- 记录列表:
%%
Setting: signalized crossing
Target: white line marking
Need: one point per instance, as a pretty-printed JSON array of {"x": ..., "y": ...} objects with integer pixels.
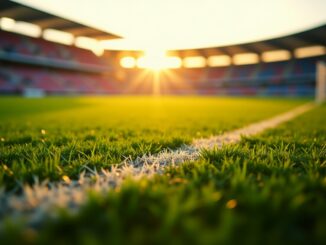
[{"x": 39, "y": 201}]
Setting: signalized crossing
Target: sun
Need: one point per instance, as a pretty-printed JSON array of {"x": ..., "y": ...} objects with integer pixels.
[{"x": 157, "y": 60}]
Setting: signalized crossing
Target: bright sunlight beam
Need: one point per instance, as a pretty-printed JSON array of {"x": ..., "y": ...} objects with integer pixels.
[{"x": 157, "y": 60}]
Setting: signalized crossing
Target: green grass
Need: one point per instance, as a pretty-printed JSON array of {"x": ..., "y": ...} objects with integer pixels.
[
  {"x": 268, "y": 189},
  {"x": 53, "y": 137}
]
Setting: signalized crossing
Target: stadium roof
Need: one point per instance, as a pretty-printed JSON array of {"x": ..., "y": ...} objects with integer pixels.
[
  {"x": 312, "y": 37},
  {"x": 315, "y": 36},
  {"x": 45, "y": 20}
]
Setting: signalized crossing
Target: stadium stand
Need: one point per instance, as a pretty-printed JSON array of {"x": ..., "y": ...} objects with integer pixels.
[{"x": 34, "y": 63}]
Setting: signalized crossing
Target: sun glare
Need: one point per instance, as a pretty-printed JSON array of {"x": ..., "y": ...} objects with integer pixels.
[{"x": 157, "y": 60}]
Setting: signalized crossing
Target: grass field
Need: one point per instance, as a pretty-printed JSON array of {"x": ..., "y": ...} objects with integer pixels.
%%
- 任务: 请列出上面所有含有“Target”一词的行，并区分大小写。

- 输出:
Target: white line marking
Target: sun
Target: bright sunlight beam
Target: green grass
Target: stadium roof
Target: stadium stand
Target: sun glare
Target: grass field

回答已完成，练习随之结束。